Passage:
Given that field updates occur in several bug reports, how do those changes impact the time fix estimation models’ reliability? We address this question in the experiments described in Section 2.3. Table 7 shows the obtained results. As follows, we recap the experimental scenarios. 1) First experiment: we train and test using only the final state reports (EXP1); 2) Second experiment: we train and test using only the initial state reports (EXP2); 3) Third experiment: we train using final state reports and test with initial state reports (EXP3). The first column in Table 7 indicates the threshold used to split the data into two classes. The number in parentheses represents the time unit in days. The other three columns show the accuracy and f-measure for the three data experiments. The best results are in boldface. It is important to note that the classes are not balanced for all the models, except when the time unit threshold is equal to one. Thus, the f-measure values are of main concern. We tested several unit values (as presented in the baseline paper), but we only show three of them due to space constraints. They are the unit values corresponding to the 5 and 10 days (the thresholds we use in our approach) and the 1 unit value, representing each project’s RRT median value. For those interested in checking all the values, we refer the reader to the replication package, where we present the values for all thresholds.

Table 7 Baseline results in different data scenarios: attributes Set 1

A few points can be verified after analyzing the results. First, as the time unit increases, the models’ performance decrease. Second, the results present little variation for the different scenarios. Such behavior probably occurs because the attributes used in this approach present a low field change rate. Priority varies between 4% and 16% and reporter does not appear in the most common changes. Assignee (between 42% and 87%) and Summary (between 7% and 34%) present higher change rates, but the low results variation may indicate that they are not very relevant for the models. It is intriguing that for some projects, such as Hadoop Core, Hadoop HDFS, and Spark, the best results are obtained in the EXP3 scenario. One hypothesis is that the low rate of the attributes’ updates may not significantly impact the models’ results. Hence, to verify how the approach performs in a scenario with attributes containing more historical updates, Table 8 shows the results using Set 2 (see Table 2). The experiment uses the same data unit splits and data scenarios but with different attributes. The best results are highlighted in boldface.

Data records:

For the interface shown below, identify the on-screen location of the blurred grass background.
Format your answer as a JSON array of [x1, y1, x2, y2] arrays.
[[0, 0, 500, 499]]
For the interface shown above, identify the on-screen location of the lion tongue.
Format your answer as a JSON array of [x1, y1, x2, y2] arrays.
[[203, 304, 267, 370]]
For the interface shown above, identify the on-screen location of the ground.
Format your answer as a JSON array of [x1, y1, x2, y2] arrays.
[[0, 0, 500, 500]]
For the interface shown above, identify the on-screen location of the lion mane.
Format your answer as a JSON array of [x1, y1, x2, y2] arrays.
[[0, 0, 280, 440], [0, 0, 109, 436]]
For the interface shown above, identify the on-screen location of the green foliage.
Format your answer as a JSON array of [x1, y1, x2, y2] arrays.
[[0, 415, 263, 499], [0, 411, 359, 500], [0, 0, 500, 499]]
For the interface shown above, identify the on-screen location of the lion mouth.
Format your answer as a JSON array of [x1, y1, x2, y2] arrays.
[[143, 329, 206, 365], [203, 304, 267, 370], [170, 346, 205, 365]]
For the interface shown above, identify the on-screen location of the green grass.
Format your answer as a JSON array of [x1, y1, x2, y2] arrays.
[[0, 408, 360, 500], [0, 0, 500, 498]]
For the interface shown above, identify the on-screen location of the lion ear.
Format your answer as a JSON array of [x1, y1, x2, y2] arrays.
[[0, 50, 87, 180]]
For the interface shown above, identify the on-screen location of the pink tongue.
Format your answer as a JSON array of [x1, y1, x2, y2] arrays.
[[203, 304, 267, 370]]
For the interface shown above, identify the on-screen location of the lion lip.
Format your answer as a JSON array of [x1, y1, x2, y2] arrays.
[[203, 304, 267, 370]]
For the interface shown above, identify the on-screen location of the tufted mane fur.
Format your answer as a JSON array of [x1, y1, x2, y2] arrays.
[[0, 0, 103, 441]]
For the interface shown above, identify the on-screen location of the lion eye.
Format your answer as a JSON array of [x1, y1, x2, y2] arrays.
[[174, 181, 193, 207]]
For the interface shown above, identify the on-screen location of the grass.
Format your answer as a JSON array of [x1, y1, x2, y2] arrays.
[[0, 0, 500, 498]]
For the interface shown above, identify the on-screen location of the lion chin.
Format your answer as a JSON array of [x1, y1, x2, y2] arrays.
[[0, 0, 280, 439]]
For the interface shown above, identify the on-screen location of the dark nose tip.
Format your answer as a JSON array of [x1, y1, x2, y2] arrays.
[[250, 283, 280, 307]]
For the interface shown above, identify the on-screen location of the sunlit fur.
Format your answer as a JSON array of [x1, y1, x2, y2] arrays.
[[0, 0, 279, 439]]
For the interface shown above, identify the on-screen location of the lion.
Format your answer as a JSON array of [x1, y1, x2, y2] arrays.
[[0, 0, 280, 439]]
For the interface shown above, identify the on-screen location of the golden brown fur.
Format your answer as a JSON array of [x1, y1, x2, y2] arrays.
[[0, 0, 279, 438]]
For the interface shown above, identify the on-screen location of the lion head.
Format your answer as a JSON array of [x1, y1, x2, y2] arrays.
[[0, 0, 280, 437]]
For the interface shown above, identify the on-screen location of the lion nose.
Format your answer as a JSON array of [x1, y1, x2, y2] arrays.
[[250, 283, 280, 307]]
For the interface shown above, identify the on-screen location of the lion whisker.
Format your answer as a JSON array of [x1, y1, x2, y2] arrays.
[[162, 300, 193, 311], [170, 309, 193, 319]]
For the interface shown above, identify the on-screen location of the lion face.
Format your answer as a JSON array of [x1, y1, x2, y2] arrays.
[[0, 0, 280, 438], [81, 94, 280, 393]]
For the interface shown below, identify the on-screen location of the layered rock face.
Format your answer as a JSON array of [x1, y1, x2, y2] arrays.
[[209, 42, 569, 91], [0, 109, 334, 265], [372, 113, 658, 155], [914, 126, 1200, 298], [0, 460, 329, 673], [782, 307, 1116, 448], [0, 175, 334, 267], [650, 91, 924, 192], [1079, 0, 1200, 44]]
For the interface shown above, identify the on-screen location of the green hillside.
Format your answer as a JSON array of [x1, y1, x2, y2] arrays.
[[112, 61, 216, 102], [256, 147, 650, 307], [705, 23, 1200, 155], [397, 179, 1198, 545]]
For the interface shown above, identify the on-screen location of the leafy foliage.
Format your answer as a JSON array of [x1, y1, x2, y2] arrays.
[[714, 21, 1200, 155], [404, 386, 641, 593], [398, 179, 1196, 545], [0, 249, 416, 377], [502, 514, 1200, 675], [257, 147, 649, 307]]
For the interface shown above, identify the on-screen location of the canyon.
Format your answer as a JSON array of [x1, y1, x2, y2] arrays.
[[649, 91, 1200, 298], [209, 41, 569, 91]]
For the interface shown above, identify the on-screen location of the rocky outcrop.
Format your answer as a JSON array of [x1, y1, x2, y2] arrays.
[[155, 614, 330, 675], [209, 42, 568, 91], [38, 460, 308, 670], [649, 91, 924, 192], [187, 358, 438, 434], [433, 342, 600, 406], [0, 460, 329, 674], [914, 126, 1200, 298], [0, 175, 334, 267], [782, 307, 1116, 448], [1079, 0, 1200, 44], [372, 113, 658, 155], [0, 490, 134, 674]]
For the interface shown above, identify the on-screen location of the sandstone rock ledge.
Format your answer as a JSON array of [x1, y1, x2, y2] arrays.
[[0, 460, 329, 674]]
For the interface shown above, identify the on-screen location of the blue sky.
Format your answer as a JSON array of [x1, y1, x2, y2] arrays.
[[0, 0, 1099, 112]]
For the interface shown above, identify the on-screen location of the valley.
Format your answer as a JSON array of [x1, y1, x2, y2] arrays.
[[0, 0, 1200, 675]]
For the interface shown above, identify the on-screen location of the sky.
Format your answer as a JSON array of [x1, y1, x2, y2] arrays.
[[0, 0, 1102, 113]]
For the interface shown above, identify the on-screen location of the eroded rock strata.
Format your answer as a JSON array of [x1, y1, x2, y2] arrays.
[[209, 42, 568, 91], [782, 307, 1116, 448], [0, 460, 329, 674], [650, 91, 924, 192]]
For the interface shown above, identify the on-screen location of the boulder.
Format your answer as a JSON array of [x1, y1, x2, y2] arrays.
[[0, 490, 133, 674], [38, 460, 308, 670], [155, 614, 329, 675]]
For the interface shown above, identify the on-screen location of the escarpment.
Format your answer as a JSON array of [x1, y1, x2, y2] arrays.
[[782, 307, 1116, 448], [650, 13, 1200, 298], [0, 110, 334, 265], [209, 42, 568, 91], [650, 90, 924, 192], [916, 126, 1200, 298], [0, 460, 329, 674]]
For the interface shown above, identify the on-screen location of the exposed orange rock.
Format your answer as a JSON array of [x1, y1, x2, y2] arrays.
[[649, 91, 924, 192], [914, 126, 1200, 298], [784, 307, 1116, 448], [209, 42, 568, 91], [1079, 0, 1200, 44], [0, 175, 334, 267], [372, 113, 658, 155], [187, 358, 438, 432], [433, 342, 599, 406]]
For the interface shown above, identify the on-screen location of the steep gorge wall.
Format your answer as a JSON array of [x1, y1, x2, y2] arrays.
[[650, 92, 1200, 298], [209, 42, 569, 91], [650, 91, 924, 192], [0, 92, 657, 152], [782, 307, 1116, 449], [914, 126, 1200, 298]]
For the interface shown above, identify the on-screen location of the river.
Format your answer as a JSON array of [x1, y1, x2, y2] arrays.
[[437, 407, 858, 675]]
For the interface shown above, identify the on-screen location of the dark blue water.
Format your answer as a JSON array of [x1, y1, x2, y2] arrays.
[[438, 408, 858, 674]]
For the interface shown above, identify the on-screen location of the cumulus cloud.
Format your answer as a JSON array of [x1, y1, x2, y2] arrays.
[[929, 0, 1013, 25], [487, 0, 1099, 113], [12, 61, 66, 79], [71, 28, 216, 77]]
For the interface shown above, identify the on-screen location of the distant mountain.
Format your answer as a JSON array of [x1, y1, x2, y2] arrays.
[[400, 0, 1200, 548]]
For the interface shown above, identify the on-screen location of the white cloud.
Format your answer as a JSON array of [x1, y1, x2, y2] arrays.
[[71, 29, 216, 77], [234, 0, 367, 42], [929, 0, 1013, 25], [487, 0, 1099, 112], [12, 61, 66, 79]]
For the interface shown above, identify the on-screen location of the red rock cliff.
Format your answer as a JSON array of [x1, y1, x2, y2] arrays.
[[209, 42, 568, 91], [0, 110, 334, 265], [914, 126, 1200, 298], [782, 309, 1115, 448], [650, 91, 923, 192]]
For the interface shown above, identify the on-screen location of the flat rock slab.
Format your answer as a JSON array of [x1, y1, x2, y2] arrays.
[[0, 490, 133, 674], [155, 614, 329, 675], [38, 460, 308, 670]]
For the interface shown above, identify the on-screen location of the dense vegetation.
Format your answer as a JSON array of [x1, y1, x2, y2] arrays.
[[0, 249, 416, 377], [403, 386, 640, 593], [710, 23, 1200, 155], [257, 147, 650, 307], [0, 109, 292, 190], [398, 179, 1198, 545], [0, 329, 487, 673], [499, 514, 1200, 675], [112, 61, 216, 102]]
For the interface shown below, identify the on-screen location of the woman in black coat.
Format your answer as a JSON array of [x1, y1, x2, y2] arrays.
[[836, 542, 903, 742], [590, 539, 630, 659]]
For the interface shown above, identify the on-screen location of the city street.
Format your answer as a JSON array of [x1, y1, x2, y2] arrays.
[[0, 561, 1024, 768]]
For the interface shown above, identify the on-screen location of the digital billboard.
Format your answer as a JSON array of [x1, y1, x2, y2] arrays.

Instructions:
(a) Condense the paragraph of the bug-fix time estimation passage that begins "A few points can be verified" into a bulleted list that keeps its main facts.
(b) Carry on the bug-fix time estimation passage from its last sentence.

Exercise responses:
(a)
- As the time unit increases, the models' performance decreases.
- Results vary little across the scenarios, probably because the attributes used have a low field change rate. Priority's change rate ranges from 4% to 16%, and reporter is not among the most common changes.
- Assignee (42%–87%) and Summary (7%–34%) change more often. The low variation in results may indicate that they are not very relevant to the models.
- For some projects, including Hadoop Core, Hadoop HDFS, and Spark, the best results come from the EXP3 scenario. One hypothesis is that the low rate of attribute updates may not significantly affect the models' results.
- To test the approach with attributes that have more historical updates, Table 8 reports results using Set 2 (see Table 2). It uses the same data unit splits and scenarios with different attributes, and the best results are in boldface.

(b)
Table 8 Baseline results in different data scenarios: attributes set 2

With more attributes, the results are different. It is noticeable that the new attributes improve the models’ results for all the cases. In all projects, there is a significant performance drop in the EXP3 scenario. This shows that the initial and final reports are different enough to drop the model’s performance, which indicates that bug reports’ updates impact the model performance in all projects. In cases of smaller unit values in Hadoop Core, where the EXP3 presents better results than EXP1 and EXP2, the values are close. In all unit values, EXP1 and EXP2 consistently present considerable higher values compared to the EXP3.

We can now address our first research question RQ1: How frequent are the bug reports’ fields updates, and how these updates impact fixing estimation models? Answer: We verify that bug reports fields’ updates are common across the ten different projects and impact fixing estimation models in all projects we test. The use of inappropriate report states (i.e. last states reports) to train the models can provide more optimistic results (between 0.01 to 0.4 in f-measures absolute values, depending on the project and threshold values) than using the initial report states.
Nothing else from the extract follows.